→ **Problem description**:
Answer with the exact lines of the following material from the one containing "Target: toothbrush" through the one containing "Target: yellow polo shirt", both end lines included.
%%
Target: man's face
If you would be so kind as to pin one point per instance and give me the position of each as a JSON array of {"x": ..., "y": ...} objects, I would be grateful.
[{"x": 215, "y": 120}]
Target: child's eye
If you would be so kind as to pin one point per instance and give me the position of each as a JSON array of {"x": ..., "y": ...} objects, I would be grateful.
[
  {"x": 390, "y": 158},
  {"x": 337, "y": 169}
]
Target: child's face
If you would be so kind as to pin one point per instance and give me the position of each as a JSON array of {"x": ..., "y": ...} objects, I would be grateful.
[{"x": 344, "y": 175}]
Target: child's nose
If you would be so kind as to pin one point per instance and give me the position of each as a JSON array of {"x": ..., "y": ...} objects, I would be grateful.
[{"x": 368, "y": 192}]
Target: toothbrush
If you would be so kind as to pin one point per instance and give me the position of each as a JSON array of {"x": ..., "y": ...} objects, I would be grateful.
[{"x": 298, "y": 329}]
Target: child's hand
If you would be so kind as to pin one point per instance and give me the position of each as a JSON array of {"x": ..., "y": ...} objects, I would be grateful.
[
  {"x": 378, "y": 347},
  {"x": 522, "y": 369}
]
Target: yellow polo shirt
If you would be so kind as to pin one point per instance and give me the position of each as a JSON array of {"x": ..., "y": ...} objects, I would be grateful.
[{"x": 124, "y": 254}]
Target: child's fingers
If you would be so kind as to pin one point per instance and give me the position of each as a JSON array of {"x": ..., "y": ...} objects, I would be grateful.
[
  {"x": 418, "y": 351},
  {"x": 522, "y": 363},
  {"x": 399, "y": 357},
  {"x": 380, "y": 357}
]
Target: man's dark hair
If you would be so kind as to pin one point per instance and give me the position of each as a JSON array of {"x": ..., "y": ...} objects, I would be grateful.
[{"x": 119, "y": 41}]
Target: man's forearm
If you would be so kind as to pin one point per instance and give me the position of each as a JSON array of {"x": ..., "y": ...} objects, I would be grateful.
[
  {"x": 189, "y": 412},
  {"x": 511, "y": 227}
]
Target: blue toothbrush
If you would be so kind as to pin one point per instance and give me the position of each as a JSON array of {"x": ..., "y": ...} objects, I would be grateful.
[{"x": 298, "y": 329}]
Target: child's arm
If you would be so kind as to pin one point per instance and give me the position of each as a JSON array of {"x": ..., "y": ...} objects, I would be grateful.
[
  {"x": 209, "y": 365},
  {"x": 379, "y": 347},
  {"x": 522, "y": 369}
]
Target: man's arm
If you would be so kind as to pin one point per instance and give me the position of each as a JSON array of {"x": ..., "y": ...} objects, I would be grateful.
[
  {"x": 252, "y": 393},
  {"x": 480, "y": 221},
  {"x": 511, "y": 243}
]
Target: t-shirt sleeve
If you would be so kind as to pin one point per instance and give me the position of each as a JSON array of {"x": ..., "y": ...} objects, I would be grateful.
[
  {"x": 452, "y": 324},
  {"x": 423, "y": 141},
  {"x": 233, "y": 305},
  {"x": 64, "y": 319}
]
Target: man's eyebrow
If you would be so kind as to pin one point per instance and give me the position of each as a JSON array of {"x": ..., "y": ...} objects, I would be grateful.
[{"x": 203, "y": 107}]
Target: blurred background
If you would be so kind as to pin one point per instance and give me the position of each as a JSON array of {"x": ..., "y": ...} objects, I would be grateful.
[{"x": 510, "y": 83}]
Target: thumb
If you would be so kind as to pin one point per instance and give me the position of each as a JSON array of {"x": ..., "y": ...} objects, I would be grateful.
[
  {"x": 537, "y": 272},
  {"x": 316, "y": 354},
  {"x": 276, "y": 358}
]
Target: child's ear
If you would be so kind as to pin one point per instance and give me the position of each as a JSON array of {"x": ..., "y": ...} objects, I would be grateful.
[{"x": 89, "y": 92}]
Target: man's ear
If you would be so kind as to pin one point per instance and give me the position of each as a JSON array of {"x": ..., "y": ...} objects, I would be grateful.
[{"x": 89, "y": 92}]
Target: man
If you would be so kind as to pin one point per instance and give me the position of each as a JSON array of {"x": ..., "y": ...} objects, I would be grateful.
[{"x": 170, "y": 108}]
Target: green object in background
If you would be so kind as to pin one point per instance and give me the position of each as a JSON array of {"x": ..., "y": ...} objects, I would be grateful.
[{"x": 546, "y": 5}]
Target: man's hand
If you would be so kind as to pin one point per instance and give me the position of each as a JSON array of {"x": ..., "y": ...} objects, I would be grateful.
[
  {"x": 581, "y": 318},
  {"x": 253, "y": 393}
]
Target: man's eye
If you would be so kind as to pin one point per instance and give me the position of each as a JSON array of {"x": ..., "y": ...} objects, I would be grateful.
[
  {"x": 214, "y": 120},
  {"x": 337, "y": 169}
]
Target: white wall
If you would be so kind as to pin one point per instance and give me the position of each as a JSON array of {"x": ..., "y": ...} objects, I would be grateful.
%%
→ **Your response**:
Target: toothbrush
If you would be so kind as to pin one point per instance and give me the position of each as a JSON array of {"x": ..., "y": ...} objects, I would be grateful.
[{"x": 298, "y": 329}]
Target: child's hand
If you would be so kind as to pin one point per instance and give me the position of each as a JSON array of {"x": ..., "y": ...} objects, I would be grateful.
[
  {"x": 378, "y": 347},
  {"x": 522, "y": 369}
]
Target: yellow polo shirt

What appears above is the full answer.